→ **Given passage**
____

Did you know that Louisiana offers a 20 percent tax credit against expenditures for video game developers and certain other interactive digital media companies that are based there? This digital media tax credit is not unique to Louisiana. In 2005, Atlanta began a program of providing tax incentives to digital media, and a number of other places have begun to attract development using tax incentives as well.
In a recent article in the Los Angeles Times, Michael Bay, renowned film director with cinematic blockbusters such as “The Rock,” “Armageddon” and “Pearl Harbor” to his credit, is quoted as saying, “I make world-class images. Why not put those images into a game?” Indeed! The new investor and co-chairman of Digital Domain, the effects studio evolving into a production studio, is making a bet on convergence—the application of digital technology to reduce costs and expand the horizons of entertainment and new media.
Remember watching those old cowboy movies and pretending you were the new sheriff in town? Did you secretly imagine you wielded an elegant light saber and might save the Galaxy with Luke Skywalker? How many times did you imagine yourself as Legolas, drawing an imaginary bow in the air to shoot an arrow and save Middle Earth?
But even in Middle Earth—where presumably there were no computers—there are digital effects. You trivia buffs will enjoy knowing that Orlando Bloom’s eyes are really brown. But as Legolas in Lord of the Rings, his eyes are blue, thanks to CGI technology. For example, watch Lord of the Rings: The Return of the King, and right outside the Black Gates, in a close-up, you can see his eyes are CGI blue. However, in a scene right after that, Gandalf is in the foreground and Legolas is in the near background—and Legolas’ eyes are clearly brown.
We love to be entertained, but we also love to play—play is the basis of leisure time, enjoyment, learning, and game and number theory. Play makes us active participants with interactive relationships and activities that are make-believe—in much the same way that motion pictures can move us with stunning visual sequences and transport us to places we might never see or even imagine in real life.

____

→ **Problem set**
[A] Answer these from the passage on digital media:
(i) What percentage tax credit does Louisiana offer video game developers?
(ii) In what year did Atlanta begin providing tax incentives to digital media?
(iii) What is the actual color of Orlando Bloom's eyes?
[B] Name every film that the passage on digital media credits to Michael Bay.
[C] Write the next paragraph of the passage on digital media.

→ **Dataset rows**

____

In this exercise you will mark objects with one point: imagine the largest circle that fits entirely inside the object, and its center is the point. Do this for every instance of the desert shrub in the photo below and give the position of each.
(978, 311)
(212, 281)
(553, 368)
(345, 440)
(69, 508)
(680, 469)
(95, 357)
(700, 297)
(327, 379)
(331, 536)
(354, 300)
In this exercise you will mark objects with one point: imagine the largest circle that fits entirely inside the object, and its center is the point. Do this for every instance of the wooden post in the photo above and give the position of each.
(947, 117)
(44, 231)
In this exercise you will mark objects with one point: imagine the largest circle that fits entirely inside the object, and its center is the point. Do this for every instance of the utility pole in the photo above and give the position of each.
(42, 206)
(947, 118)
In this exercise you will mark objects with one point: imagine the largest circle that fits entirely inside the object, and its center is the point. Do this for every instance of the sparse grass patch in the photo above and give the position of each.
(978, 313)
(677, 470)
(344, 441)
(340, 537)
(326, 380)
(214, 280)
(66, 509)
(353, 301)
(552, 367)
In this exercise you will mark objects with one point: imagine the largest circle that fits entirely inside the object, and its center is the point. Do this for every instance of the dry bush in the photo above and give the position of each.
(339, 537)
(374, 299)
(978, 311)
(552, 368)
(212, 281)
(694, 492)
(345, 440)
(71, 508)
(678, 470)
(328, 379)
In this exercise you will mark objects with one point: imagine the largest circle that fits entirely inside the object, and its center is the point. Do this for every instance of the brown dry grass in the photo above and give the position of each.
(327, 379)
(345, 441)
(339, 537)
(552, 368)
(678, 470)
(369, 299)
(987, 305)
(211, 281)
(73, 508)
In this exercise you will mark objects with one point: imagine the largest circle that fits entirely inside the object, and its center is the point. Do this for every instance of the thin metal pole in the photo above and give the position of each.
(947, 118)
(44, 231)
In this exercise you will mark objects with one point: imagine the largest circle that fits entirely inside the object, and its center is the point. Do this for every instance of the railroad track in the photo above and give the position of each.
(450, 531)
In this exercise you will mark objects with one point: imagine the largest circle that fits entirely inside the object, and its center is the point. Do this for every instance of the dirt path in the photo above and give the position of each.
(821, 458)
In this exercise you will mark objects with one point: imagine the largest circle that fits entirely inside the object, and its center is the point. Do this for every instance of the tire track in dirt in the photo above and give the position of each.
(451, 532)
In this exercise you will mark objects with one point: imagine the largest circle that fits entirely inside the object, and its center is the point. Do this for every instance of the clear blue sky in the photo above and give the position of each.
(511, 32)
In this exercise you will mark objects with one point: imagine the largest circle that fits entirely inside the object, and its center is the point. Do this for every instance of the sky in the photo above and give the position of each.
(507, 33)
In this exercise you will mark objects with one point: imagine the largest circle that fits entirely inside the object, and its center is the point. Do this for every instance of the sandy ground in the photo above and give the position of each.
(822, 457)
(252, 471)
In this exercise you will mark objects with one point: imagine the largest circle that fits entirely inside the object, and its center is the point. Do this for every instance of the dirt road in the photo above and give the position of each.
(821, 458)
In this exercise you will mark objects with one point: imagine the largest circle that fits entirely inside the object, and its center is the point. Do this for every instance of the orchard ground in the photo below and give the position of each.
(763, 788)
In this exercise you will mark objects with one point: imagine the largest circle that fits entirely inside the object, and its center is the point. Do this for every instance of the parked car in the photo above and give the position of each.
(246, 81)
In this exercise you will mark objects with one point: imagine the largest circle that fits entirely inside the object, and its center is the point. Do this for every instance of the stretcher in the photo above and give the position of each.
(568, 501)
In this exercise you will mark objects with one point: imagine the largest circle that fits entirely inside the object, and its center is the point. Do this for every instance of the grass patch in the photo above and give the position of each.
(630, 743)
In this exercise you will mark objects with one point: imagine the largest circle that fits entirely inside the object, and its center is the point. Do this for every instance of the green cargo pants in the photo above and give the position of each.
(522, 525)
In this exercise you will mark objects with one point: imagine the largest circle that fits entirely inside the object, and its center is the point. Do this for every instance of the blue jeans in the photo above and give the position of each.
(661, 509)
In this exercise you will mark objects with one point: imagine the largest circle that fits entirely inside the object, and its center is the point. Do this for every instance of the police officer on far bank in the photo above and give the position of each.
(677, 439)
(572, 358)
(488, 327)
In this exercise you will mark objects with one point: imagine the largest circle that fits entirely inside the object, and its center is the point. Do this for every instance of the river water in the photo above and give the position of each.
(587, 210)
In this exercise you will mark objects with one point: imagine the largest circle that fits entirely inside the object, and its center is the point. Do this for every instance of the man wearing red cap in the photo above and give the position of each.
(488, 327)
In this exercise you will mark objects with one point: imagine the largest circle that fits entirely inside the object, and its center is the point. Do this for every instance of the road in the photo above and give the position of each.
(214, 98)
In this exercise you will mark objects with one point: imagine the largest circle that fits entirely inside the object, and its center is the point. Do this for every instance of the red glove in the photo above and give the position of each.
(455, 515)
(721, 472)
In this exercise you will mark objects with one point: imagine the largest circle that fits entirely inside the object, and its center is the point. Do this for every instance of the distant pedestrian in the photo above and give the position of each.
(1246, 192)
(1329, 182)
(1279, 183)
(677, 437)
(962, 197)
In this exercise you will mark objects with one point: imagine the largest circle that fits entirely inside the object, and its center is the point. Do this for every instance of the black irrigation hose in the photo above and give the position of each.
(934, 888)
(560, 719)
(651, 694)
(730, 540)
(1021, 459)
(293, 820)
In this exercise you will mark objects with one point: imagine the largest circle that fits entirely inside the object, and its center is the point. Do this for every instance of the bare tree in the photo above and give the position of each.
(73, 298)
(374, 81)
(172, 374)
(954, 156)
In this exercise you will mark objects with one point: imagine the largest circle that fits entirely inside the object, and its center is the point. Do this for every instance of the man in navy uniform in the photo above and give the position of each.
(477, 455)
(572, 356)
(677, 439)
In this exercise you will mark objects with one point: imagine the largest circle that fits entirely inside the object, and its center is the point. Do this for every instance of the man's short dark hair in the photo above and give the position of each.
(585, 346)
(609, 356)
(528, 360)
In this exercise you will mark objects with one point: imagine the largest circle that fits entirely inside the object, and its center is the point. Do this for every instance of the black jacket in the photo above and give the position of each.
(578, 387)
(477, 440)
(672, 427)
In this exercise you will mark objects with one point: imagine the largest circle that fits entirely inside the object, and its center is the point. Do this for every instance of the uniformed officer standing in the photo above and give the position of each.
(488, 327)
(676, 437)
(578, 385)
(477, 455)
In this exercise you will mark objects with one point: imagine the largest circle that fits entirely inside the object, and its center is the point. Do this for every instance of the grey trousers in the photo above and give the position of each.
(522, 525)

____

→ **Responses to the exercise**
[A]
(i) 20 percent
(ii) 2005
(iii) Brown

[B] "The Rock," "Armageddon," "Pearl Harbor"

[C]
The computer game market represents a new—or rather a different—frontier. New motion pictures have spawned merchandising for decades—dolls, action figures, and stuffed animals, from Tarzan and Mickey Mouse to Spider-Man and G.I. Joe. In fact, product placements in motion pictures, which have gone mostly unregulated in the United States, have been used for years by advertisers to promote both reality in the movies and brand awareness to consumers. See the logo on an airplane taking off—someone paid for that. Picking up a soft drink can at the stadium with a familiar brand—someone paid for that. Watch Jack Bauer drive away or make a phone call—recognize that car or that mobile phone—someone paid for that. Do you really think Microsoft paid an estimated $6 billion for Internet advertising company aQuantive, because it does not understand the importance of convergence? Wonder why Apple Computer changed its name to “Apple”? Go to China or India or Brazil—which has more brand and name recognition, a MAC or the iPod? Which creates more buzz, the iPhone or a new operating system code named “Leopard”?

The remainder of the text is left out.